L’apatridie et la nationalité en Côte d’Ivoire
Published: 15/Déc/2016
Source: Le HCR
Par Mirna Adjami
Résumé
La Côte d’Ivoire est devenue partie aux deux conventions internationales sur l’apatridie en 2013 et s’est engagée à résoudre le problème de l’apatridie sur son territoire. Pour y parvenir, il lui faudra identifier et combler les lacunes du système de la nationalité en Côte d’Ivoire, qui englobe les lois et règlements sur la nationalité, l’état civil (y compris l’enregistrement des naissances) et l’identification des ressortissants ivoiriens et des étrangers, ainsi que la façon dont ces lois sont appliquées – ou pas – dans la pratique. Les environnements migratoire et politique de la Côte d’Ivoire servent de toile de fond à cette analyse.
☆ ☆ ☆ ☆
Actions à mener:
a) D'après la source, en quelle année la Côte d'Ivoire est-elle devenue partie aux deux conventions internationales sur l'apatridie ?
b) Pouvez-vous reproduire le passage de la source situé entre « L’apatridie et la » et « à cette analyse. », ces deux extrémités comprises ?

Données brutes:
☆ ☆ ☆ ☆
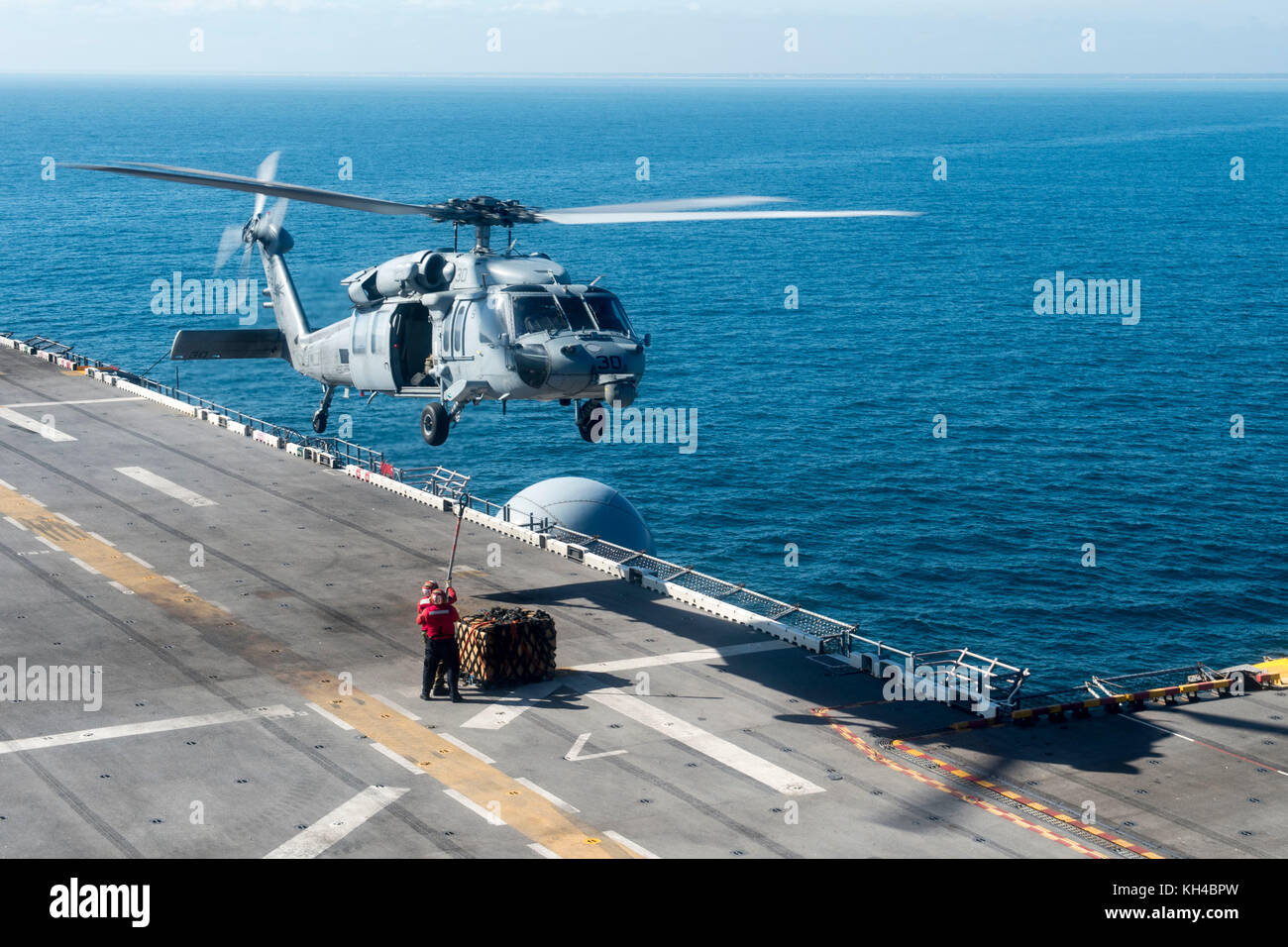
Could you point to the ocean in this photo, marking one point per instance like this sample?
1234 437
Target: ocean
818 475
☆ ☆ ☆ ☆
Les réponses:
a) En 2013.

b)
L’apatridie et la nationalité en Côte d’Ivoire
Published: 15/Déc/2016
Source: Le HCR
Par Mirna Adjami
Résumé
La Côte d’Ivoire est devenue partie aux deux conventions internationales sur l’apatridie en 2013 et s’est engagée à résoudre le problème de l’apatridie sur son territoire. Pour y parvenir, il lui faudra identifier et combler les lacunes du système de la nationalité en Côte d’Ivoire, qui englobe les lois et règlements sur la nationalité, l’état civil (y compris l’enregistrement des naissances) et l’identification des ressortissants ivoiriens et des étrangers, ainsi que la façon dont ces lois sont appliquées – ou pas – dans la pratique. Les environnements migratoire et politique de la Côte d’Ivoire servent de toile de fond à cette analyse.